_Source information_
<<<<

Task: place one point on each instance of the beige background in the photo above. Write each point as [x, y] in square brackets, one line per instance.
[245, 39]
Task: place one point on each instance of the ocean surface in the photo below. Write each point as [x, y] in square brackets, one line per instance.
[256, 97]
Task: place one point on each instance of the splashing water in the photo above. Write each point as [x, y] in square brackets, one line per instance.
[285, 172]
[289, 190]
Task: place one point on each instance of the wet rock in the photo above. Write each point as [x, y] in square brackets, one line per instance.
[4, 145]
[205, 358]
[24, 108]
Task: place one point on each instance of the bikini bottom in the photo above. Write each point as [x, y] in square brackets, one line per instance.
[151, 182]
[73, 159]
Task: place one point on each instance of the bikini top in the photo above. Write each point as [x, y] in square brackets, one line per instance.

>>>>
<<<<

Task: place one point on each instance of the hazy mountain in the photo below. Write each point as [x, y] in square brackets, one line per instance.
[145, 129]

>>>>
<<<<

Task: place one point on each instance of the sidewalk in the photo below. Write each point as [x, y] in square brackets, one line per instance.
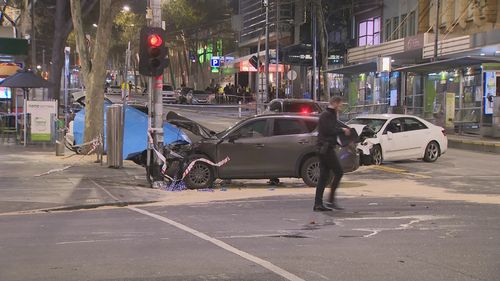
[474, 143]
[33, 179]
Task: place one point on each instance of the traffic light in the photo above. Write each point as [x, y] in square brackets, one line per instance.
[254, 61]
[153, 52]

>>>>

_What this task involves_
Above are the lines; repeat exactly the ones from the line containing "Task: place one point on each instance of the ocean" down to the line containing "Task: place one point on each instance of the bikini top", both inclusive.

_Finished exercise_
Task: place one point on each instance of the ocean surface in the photo below. Write each point as [x, y] in square brackets, one line per instance.
[256, 97]
Task: place one point on each instance of the splashing water in the photo above. Write each point as [x, y] in square brackets, one line per instance.
[285, 172]
[289, 190]
Task: place one point on each instance of the wet rock in the photo above. Write each point as [x, y] in square brackets, one line per instance.
[4, 145]
[205, 358]
[24, 108]
Task: place one point on each instance of the bikini bottom in the photo above. Write each point as [x, y] in square brackets, one line per instance.
[151, 182]
[73, 159]
Task: place one point on each instance of the bikini top in the photo above. Write each point as [x, y] in square brackets, one line per instance.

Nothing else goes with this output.